Florida State Preview: Seminoles' Defense @ BYU Cougars' Offense

BYU uses wide splits.

Let's start with a look at BYU's offense.  The Cougars run a balanced spread attack.  What does that mean?  Their linemen look to have 28 inch splits (rough guess).  For reference, FSU's offensive linemen use 18" splits.  See the photo at left.

Notice how big the splits are.  This makes it exceptionally hard for opposing defensive ends to get to the quarterback.  Teams have to use stunts and blitzes to get to the QB.

Here is a detailed article BYU Offense and Protection Scheme.  It is from Texas Tech, and BYU's current offensive coordinator Anae authored a decent portion.  Of particular note is the way they handle twists and stunts by the defensive line.  Here's another on their offense.  




A haiku:

Hulking Precision

Lacking in Explosion

Touchdown Anyway


BYU loses its all-time winningest QB in Max Hall.  He was a very good college quarterback.  It has not been able to effectively replace him at this point.  Junior Riley Nelson will start.  He's a short lefty with some wheels and not much of an arm.  Though Nelson will start, true-freshman Jake Heaps will likely see more time.  Heaps was the #1 pro-style QB recruit in the country and has a strong arm with a great release.  He's not a running threat but has shown some ability to buy time with his legs before throwing downfield.  

Running Backs

Off its 2009 team BYU lost star running back Harvey Unga to a violation of the university's honor code.  It also lost a good fullback in Manase Tonga.  Those losses have taken a bit of the power from BYU's "power spread."  This year BYU's backs are more speedy and smaller, which is more in line with the traditional air-raid attack.  The two-headed attack consists of #10 JJ Di Luigi 5-9 190 Jr. and #33 Bryan Kariya 6-0 218 Jr.   These are good backs but they are not special.  They dance a bit more than Unga did but also represent greater opportunity for big plays.  Both are excellent at catching the ball and BYU will often use both of them in its favorite 3WR-2RB shotgun sets.  Fullback 35 Zed Mendenhall 5-11 239 So. has not stood out on the limited tape I have watched of BYU this season, but BYU will use him on the goal line.  BYU likes to release Kariya between the tackle and the guard to go up the seam.  That's incredibly frustrating and FSU has to watch for that.

Inside, find analysis of BYU's other positions, its scheme, and FSU's plan to stop it!  The rest of your morning belongs to Tomahawk Nation.

Receivers/ Tight Ends

For last year I wrote:  

BYU is still breaking in two new starting receivers, having to replace  Austin Collie, who was far and away the Cougar's best weapon.  He left early for the NFL and was BYU's go-to guy.  Collie had an NCAA Best 106 catches for 1453 yards and 15 TD's!  The Cougars had the 2nd best 3rd down conversion rate in the nation last year, and Collie caught a bunch of those.  Also departed Michael Reed, who went 49-589-2.  He was the Cougar's #2 receiver (though not their 2nd best receiving option, as you'll see below.  So BYU had to replace an NFL wideout (which is pretty rare for BYU), and their #2 wideout.

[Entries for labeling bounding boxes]
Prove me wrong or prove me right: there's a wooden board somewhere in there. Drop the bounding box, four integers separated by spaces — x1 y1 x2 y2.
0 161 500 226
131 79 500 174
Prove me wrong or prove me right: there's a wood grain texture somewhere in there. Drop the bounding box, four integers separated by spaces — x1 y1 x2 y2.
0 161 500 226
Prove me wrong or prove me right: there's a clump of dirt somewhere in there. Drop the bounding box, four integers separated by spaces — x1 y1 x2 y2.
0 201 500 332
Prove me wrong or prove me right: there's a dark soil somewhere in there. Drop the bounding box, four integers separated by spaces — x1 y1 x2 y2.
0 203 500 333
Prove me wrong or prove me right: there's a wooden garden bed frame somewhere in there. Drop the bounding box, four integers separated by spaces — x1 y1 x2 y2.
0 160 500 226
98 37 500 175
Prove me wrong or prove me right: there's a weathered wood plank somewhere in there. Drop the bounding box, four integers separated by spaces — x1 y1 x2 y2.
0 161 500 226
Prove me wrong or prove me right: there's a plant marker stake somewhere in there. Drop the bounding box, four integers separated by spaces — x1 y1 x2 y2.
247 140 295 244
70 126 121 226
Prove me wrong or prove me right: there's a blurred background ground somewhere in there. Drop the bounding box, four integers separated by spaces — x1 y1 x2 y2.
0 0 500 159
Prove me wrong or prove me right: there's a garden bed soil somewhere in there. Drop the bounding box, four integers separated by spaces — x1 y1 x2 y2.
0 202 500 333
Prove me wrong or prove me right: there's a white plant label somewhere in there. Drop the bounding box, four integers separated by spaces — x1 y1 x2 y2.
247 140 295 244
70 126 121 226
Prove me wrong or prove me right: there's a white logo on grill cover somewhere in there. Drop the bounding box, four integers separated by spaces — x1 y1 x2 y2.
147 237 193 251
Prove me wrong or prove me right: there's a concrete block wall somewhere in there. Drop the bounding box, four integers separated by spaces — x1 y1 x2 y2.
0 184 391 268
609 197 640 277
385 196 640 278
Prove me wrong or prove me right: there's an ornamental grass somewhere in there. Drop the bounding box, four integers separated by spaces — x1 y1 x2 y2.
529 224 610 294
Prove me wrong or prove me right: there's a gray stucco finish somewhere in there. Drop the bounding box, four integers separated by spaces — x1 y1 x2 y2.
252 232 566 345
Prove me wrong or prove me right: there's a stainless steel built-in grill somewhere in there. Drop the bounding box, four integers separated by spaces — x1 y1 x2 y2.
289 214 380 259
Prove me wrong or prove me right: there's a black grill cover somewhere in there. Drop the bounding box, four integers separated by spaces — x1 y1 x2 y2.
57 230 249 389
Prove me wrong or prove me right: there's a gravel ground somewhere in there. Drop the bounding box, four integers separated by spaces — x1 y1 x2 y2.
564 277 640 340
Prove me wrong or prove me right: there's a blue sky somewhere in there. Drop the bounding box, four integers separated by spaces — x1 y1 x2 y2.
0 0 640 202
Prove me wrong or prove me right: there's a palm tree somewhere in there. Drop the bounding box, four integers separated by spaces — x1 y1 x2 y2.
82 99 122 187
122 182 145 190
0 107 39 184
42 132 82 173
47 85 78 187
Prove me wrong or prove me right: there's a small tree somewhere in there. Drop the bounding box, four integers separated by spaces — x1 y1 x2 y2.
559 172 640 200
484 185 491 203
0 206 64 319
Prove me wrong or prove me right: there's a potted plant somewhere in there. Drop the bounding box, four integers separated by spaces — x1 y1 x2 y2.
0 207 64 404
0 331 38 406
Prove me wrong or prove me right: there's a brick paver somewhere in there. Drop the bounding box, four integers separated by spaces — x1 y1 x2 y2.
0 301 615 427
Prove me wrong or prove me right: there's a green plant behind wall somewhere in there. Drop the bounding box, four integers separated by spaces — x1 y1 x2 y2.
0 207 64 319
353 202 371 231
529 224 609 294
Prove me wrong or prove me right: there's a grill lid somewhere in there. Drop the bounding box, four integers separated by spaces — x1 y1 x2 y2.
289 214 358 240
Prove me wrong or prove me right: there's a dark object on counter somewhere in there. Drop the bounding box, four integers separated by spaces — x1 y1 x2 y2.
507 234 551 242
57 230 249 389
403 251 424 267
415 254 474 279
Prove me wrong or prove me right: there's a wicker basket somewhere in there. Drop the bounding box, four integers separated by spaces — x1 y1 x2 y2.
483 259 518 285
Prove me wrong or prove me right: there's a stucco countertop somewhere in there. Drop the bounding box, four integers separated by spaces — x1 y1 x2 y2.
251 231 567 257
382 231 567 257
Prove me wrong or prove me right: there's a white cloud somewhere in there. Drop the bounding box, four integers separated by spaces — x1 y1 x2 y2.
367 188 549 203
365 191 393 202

» **Problems to work on**
A - Show every row that contains the string "garden"; case counts.
B - Carry on the preview of BYU's offense, beginning directly after its final sentence.

» **Task-by-task answers**
A -
Prove me wrong or prove me right: there's a wooden garden bed frame somewhere in there. Drop the bounding box, four integers separated by spaces — x1 y1 x2 y2.
Prove me wrong or prove me right: there's a garden bed soil somewhere in there. Drop the bounding box, four integers separated by spaces — x1 y1 x2 y2.

B -
Their number one weapon is Tight End Dennis Pitta, 6'5" 250lbs. The Senior is a legit NFL Tight End Prospect, consistently listed in the top-5 draft eligible tight end prospects, nationally.  Pitta has both the athleticism and the production to back up his status.  Last year he had 83 catches for 1083 yards and 6 touchdowns.  This year he has improved his game, and caught 7 balls for 90 yards against Oklahoma.  He is Hall's prime target, and all 'Nole fans know how much trouble the 'Noles have had covering the tight end (though they are often burned by afterthought tight ends, not necessarily high profile tight ends).  Some great tight ends have killed the 'Noles, however, like UVA's Heath Miller and many from Miami.  Pitta belongs in that group.  

Here's a hilarious fake press-release on FSU's struggles with the tight end position, written by Ricobert11:

August xx, 200x

Coach (fill-in-the-blank) reminded reporters today of his intention to see the TE more involved in FSU offensive playcalling. "[So-and-so player] really impresses us with his athleticism. Believe you me, we will find a way to get that boy the ball."

FSU has looked to get more offensive output from their TEs in light of recent years lack of productivity. "I really just want to help the team out," said returning starter Tight Enderson. "We're really gonna surprise some folks this year. Teams will have to account for all skill players, not just our wide outs."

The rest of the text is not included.